▶ **Direction**: Please format the listing as a two-column CSV with the columns input and output, one row per text and its answer, each in a single quoted field with line breaks replaced by spaces. Leave the pictures out.

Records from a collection
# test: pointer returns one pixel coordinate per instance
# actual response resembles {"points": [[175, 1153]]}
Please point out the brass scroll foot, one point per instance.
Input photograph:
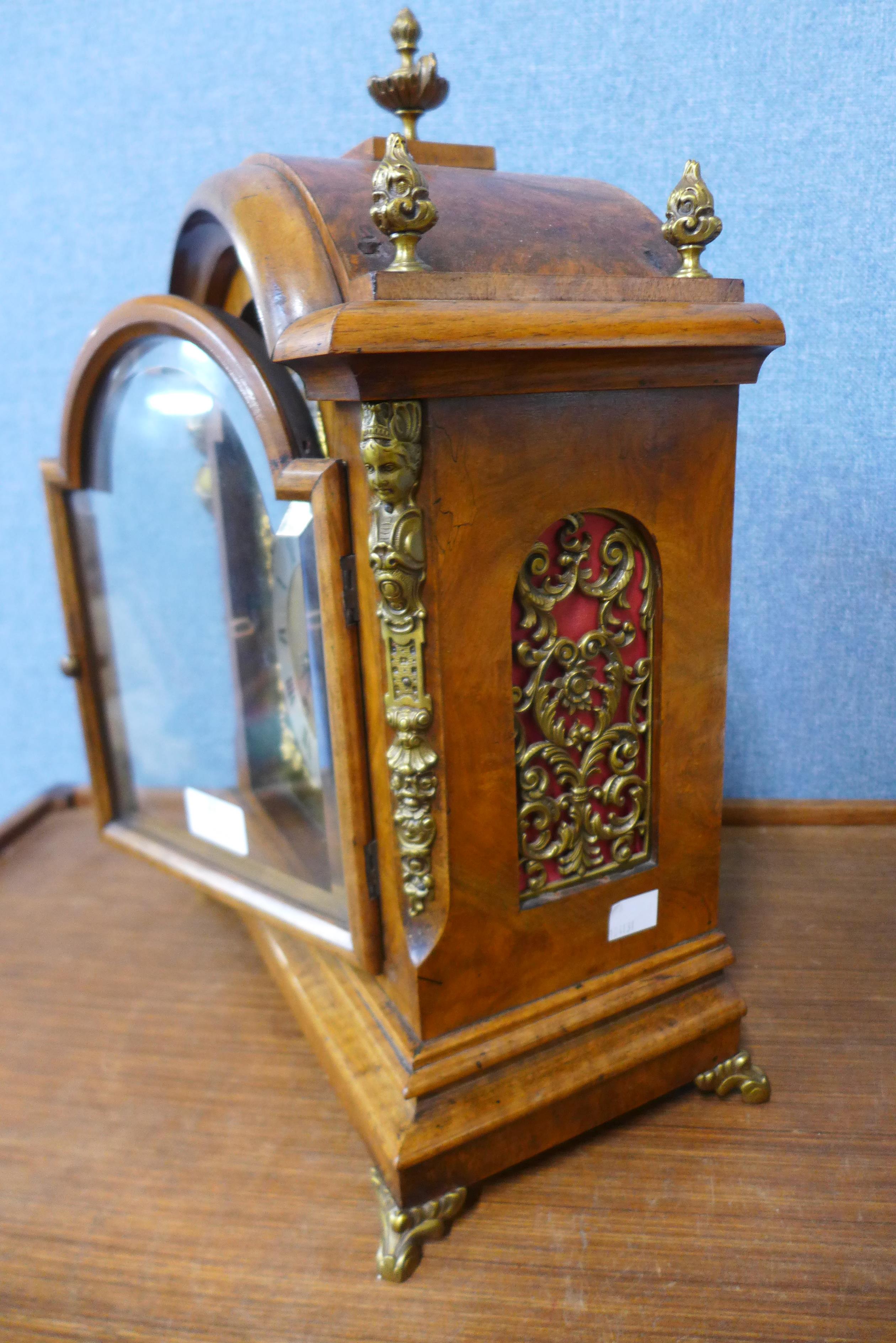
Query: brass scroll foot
{"points": [[739, 1072], [405, 1229]]}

▶ **Answer below**:
input,output
"# test: pointer returns one pixel coordinate per instance # actual response resembles {""points"": [[175, 1153]]} Please point out the brass scroll foot, one point per instance. Input photograph: Query: brass scroll foot","{""points"": [[739, 1072], [405, 1229]]}"